### The problem
An exact reproduction of the lines from the one with "Target: sky" to the end of the data below is required. No other lines may be included.

### Information

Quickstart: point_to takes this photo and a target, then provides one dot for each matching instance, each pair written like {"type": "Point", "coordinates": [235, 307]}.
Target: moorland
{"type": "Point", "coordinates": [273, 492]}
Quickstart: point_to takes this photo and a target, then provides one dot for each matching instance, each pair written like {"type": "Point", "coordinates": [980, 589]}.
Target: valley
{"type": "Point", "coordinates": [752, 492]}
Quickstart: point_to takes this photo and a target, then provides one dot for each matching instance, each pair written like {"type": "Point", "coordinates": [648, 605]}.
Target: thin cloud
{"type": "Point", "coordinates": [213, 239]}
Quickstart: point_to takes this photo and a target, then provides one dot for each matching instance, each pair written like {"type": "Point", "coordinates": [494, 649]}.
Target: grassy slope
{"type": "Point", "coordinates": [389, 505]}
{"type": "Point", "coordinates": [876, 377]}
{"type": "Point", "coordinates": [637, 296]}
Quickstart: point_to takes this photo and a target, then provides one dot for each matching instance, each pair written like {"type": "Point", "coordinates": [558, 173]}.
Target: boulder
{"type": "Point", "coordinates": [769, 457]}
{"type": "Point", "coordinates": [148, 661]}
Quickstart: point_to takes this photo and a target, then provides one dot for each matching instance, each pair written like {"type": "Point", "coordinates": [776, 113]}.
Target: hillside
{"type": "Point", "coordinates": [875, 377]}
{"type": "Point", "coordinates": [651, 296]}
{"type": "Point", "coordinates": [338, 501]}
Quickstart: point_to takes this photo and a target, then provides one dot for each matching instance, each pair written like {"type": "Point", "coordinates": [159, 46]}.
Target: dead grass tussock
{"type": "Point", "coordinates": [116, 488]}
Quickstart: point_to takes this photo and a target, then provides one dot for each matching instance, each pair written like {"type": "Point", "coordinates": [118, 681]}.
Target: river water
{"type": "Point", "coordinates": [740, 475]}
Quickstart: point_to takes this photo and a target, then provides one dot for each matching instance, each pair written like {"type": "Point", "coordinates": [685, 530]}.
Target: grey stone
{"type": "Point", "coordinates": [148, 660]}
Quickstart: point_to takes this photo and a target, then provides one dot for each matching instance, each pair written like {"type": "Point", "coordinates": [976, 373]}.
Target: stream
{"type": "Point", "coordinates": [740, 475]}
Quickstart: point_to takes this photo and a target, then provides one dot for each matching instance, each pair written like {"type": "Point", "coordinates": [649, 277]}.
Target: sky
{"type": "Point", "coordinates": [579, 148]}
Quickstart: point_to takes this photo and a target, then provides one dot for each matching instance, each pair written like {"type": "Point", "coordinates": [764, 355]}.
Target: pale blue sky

### Completed task
Target: sky
{"type": "Point", "coordinates": [579, 148]}
Quickstart: point_to takes this photo and a target, then provides one dot for each matching instance, each pair written like {"type": "Point", "coordinates": [764, 355]}.
Target: pale blue sky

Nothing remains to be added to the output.